** Task prompt **
Convert every line from the start of the rows through the line containing "[[720, 303]]", inclusive, into a Markdown table with the columns Line and Text. Number each line in Line, put the line itself in Text, and leave out any blank lines.

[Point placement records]
● ● ● ●

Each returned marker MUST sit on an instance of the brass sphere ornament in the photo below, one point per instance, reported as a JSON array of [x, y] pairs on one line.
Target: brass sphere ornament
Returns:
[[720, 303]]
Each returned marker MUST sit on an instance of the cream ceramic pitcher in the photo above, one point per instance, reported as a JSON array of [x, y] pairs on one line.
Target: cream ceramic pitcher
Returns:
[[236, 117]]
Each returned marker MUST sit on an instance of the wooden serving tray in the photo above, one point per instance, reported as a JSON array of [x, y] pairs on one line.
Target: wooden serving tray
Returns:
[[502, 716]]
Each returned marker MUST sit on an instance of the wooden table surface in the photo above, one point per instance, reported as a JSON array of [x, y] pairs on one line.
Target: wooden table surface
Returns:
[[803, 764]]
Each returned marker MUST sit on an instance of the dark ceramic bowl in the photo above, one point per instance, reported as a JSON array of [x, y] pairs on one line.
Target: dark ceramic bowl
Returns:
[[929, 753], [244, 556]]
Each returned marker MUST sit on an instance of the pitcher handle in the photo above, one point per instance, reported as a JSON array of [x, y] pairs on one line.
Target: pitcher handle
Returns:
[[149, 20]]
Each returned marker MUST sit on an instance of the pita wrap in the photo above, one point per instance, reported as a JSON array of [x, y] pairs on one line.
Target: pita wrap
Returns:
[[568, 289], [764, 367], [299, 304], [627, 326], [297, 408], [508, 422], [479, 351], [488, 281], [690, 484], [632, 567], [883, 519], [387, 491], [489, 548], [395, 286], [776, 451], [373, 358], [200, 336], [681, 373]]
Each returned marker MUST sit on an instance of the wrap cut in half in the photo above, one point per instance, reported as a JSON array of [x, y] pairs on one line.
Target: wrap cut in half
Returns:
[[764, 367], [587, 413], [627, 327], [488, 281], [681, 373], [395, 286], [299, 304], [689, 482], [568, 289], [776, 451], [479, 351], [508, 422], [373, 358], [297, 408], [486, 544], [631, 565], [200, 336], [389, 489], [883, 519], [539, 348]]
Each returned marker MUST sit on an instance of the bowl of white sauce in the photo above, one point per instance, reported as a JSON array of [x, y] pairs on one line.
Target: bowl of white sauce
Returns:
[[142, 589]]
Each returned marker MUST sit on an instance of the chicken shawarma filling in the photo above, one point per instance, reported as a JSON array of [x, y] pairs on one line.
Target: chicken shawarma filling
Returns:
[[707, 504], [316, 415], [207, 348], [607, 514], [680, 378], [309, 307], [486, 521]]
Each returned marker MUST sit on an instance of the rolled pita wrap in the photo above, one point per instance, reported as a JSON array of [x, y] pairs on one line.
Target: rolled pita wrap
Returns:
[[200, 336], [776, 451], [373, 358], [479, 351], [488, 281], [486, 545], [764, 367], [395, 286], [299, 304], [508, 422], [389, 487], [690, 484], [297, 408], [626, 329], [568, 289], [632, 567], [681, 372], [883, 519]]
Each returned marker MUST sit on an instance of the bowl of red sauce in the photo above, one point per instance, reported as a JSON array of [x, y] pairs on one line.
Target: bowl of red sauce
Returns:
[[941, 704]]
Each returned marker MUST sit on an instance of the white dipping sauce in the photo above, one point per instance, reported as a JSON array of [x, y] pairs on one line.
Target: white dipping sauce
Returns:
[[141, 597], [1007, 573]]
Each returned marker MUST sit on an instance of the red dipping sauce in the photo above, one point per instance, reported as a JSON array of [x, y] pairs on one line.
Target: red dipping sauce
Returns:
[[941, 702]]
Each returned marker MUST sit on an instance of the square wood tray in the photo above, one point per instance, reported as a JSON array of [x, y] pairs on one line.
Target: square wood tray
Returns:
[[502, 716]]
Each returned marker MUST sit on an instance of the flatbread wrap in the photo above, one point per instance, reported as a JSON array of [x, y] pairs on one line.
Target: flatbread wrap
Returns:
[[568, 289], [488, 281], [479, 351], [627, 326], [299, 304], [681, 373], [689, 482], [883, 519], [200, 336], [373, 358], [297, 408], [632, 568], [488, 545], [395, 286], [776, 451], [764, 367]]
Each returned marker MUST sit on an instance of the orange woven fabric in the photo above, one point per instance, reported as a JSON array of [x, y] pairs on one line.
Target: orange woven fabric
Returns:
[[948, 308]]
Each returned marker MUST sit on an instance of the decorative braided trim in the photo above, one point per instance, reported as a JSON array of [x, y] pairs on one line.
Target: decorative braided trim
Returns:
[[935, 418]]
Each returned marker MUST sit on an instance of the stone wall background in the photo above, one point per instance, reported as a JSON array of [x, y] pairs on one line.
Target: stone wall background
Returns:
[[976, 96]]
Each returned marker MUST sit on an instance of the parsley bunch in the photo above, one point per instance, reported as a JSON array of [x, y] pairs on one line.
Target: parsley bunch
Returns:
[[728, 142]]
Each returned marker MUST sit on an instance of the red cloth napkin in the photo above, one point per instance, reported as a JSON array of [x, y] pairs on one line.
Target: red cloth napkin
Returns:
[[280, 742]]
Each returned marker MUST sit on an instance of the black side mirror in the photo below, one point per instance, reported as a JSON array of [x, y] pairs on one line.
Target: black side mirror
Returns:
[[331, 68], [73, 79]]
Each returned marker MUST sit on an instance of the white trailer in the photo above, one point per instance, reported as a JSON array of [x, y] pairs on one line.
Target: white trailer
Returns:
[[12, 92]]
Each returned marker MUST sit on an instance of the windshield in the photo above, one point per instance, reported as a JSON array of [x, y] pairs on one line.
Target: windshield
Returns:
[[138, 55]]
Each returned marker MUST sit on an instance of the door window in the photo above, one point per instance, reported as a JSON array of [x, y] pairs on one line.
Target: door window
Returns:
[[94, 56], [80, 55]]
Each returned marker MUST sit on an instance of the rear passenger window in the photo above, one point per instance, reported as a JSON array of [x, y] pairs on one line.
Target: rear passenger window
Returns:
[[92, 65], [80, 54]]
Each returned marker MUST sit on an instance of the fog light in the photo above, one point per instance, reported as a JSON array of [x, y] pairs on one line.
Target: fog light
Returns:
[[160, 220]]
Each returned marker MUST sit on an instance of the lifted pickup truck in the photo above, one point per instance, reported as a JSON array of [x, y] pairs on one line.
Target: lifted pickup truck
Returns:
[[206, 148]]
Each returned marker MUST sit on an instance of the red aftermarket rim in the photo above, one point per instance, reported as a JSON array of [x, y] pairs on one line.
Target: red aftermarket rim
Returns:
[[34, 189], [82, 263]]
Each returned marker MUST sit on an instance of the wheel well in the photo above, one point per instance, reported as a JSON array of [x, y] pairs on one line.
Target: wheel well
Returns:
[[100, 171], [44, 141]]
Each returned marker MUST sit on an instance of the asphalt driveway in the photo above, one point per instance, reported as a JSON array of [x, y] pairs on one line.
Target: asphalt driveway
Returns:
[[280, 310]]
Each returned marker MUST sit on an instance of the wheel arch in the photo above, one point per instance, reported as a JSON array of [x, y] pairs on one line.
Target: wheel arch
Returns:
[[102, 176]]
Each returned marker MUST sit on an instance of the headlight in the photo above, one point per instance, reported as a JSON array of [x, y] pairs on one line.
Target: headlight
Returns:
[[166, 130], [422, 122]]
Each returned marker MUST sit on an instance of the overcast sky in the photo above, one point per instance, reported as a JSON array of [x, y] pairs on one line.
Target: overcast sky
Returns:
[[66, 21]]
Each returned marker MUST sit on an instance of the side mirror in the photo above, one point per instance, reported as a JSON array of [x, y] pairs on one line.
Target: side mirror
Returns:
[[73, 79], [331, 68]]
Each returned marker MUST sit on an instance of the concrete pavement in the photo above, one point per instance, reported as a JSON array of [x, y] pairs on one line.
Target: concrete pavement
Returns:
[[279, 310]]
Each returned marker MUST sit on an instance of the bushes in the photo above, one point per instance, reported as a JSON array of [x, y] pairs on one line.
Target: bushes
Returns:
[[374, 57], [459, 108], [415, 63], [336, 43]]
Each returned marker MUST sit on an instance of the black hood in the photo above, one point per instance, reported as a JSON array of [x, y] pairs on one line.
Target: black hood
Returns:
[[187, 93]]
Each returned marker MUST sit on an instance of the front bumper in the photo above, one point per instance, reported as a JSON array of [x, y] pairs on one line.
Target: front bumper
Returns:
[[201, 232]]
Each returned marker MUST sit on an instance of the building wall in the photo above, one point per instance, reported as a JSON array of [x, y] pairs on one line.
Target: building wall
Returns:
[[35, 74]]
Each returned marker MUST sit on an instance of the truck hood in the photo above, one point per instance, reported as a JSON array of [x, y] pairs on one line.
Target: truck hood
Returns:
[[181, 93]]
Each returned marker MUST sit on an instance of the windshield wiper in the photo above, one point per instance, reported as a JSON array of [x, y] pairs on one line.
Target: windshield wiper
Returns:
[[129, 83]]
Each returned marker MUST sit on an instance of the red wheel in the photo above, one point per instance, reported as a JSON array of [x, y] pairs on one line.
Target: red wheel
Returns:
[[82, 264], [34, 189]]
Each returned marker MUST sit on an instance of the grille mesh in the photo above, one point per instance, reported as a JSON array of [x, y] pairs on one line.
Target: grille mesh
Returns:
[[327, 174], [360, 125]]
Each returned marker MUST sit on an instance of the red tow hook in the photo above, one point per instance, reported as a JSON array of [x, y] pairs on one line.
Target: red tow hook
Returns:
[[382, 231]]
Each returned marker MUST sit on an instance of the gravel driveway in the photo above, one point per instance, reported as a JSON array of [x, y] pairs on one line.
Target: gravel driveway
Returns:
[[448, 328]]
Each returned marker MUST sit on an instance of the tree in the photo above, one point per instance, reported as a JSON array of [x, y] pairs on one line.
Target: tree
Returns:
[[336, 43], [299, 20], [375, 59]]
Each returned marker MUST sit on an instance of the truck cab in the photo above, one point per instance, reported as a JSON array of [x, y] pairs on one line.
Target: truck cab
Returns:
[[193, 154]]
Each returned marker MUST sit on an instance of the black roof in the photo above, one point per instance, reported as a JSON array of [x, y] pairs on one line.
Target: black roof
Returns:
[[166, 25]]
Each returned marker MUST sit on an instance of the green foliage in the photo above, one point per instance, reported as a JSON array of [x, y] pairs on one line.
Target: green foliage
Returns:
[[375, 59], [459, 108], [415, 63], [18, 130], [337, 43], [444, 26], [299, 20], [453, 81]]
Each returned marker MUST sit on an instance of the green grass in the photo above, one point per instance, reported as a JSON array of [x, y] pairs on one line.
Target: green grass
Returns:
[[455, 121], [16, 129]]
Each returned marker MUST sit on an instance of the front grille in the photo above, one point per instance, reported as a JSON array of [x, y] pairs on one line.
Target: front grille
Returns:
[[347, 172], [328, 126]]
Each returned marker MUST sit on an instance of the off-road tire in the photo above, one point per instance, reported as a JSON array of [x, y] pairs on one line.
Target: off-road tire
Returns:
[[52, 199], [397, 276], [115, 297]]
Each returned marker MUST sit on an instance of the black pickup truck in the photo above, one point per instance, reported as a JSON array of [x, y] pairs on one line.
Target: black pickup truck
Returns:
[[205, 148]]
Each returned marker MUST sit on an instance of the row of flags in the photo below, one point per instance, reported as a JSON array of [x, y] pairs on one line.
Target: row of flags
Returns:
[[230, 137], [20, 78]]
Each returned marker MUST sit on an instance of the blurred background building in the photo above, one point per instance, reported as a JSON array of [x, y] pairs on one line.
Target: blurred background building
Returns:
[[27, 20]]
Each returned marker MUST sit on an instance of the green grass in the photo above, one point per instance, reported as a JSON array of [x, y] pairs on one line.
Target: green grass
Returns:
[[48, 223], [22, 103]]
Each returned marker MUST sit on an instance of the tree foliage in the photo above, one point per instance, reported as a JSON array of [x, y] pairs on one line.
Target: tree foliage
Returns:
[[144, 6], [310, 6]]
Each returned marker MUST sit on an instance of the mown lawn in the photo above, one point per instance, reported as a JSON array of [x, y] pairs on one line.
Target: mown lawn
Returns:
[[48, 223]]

● ● ● ●

** The answer **
| Line | Text |
|---|---|
| 1 | Each returned marker MUST sit on an instance of the brass sphere ornament in the photo below, one point per instance, reported as a JSON array of [x, y] pairs on one line. |
| 2 | Target: brass sphere ornament |
| 3 | Returns: |
| 4 | [[720, 303]] |